> [The problem] Quote the rows from the line containing "Where can you find the utility" through the end of the rows, both included, word for word.

Point placement rows:
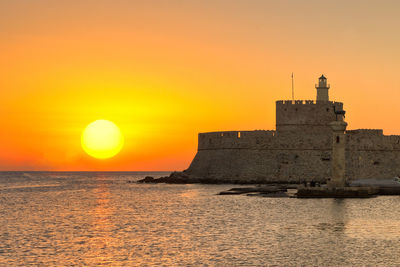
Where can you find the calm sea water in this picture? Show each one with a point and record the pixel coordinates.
(49, 219)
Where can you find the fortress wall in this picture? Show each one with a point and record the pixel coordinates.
(262, 140)
(371, 154)
(234, 139)
(233, 165)
(267, 156)
(293, 115)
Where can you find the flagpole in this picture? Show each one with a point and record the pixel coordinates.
(292, 87)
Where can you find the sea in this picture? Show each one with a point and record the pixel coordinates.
(106, 219)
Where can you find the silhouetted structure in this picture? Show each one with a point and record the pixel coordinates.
(300, 149)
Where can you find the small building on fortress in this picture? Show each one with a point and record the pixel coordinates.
(300, 149)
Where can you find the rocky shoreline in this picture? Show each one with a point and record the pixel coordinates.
(183, 178)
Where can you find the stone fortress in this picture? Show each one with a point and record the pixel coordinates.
(300, 149)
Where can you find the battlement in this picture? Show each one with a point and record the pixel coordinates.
(366, 132)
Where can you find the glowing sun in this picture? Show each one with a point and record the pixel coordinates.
(102, 139)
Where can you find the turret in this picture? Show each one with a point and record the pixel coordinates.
(322, 89)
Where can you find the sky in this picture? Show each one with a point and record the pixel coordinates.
(163, 71)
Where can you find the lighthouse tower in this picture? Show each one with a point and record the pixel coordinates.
(322, 89)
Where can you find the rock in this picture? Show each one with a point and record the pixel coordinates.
(147, 179)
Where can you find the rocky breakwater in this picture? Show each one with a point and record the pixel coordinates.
(184, 178)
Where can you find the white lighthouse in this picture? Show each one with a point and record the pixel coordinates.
(322, 89)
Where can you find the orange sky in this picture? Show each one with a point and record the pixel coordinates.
(165, 70)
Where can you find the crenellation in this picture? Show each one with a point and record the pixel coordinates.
(300, 149)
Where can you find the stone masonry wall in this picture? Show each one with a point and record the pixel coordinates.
(306, 116)
(268, 156)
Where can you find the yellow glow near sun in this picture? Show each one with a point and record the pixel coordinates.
(102, 139)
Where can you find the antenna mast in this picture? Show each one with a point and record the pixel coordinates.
(292, 87)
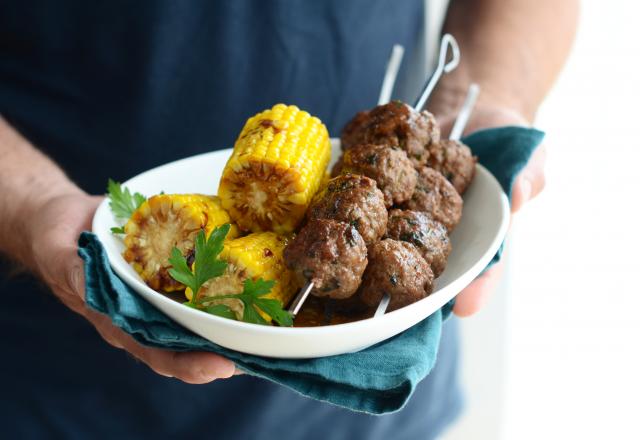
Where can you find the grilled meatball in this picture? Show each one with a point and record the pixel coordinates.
(389, 167)
(355, 200)
(330, 254)
(394, 124)
(437, 197)
(398, 269)
(428, 236)
(455, 161)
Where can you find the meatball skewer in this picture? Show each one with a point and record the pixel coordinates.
(333, 204)
(440, 242)
(393, 65)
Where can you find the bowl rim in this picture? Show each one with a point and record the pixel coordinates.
(443, 295)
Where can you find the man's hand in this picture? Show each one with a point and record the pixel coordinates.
(528, 184)
(52, 234)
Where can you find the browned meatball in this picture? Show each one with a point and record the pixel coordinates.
(437, 197)
(355, 200)
(455, 161)
(428, 236)
(330, 254)
(394, 124)
(397, 269)
(389, 167)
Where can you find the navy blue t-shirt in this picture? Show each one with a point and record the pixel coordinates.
(109, 89)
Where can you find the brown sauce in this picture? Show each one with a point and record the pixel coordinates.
(319, 311)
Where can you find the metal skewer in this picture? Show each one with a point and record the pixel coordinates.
(300, 298)
(393, 65)
(390, 75)
(456, 133)
(442, 67)
(465, 112)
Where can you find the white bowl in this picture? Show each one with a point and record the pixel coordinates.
(475, 241)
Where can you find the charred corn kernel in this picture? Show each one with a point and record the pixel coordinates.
(257, 255)
(165, 221)
(277, 165)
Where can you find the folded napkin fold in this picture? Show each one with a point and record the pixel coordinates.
(377, 380)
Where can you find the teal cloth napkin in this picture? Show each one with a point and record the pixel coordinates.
(377, 380)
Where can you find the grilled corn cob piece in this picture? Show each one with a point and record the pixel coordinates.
(257, 255)
(276, 167)
(165, 221)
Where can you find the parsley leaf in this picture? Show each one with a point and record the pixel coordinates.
(121, 201)
(251, 297)
(206, 265)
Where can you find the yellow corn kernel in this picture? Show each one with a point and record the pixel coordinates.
(257, 255)
(164, 221)
(277, 165)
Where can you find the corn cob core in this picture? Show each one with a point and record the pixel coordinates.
(277, 165)
(164, 221)
(257, 255)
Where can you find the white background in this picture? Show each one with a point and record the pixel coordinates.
(556, 352)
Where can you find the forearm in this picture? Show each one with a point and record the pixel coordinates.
(27, 180)
(513, 49)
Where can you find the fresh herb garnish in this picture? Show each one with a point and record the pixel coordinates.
(252, 298)
(121, 201)
(206, 263)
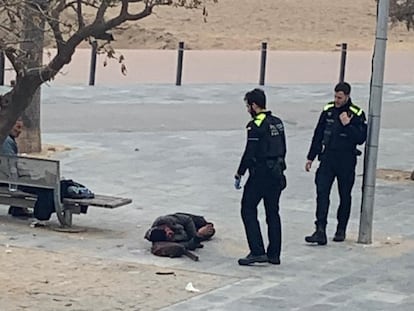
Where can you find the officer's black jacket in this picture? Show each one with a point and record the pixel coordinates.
(331, 135)
(265, 140)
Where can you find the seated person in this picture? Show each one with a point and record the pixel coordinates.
(183, 228)
(45, 198)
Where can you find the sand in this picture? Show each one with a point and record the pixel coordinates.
(243, 24)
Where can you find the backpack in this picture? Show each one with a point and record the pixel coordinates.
(171, 249)
(73, 190)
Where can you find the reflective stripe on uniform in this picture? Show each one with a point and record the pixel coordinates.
(259, 119)
(328, 106)
(356, 110)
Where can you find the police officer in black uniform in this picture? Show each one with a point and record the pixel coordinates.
(264, 157)
(341, 127)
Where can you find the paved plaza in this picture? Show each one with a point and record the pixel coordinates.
(176, 149)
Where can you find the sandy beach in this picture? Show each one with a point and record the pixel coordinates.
(301, 25)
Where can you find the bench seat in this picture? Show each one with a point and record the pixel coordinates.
(99, 200)
(17, 198)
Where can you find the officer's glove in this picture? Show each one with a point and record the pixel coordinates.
(237, 182)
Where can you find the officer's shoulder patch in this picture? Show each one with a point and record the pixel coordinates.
(328, 106)
(356, 110)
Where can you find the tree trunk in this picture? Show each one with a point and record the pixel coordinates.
(33, 40)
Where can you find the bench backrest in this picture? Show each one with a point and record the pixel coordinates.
(42, 173)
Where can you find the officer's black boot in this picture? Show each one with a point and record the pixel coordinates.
(319, 236)
(339, 235)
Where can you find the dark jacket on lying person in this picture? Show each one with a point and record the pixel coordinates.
(181, 228)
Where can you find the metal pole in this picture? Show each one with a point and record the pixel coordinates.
(374, 118)
(93, 63)
(1, 68)
(263, 63)
(180, 63)
(344, 47)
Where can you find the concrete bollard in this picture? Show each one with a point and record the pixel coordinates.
(180, 63)
(263, 63)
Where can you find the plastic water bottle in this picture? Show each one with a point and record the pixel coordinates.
(13, 173)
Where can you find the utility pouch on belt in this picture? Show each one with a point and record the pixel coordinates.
(274, 167)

> [Completed task]
Where can you find the utility pouch on belt in this picture? Show each one with a point and record the pixel coordinates.
(274, 167)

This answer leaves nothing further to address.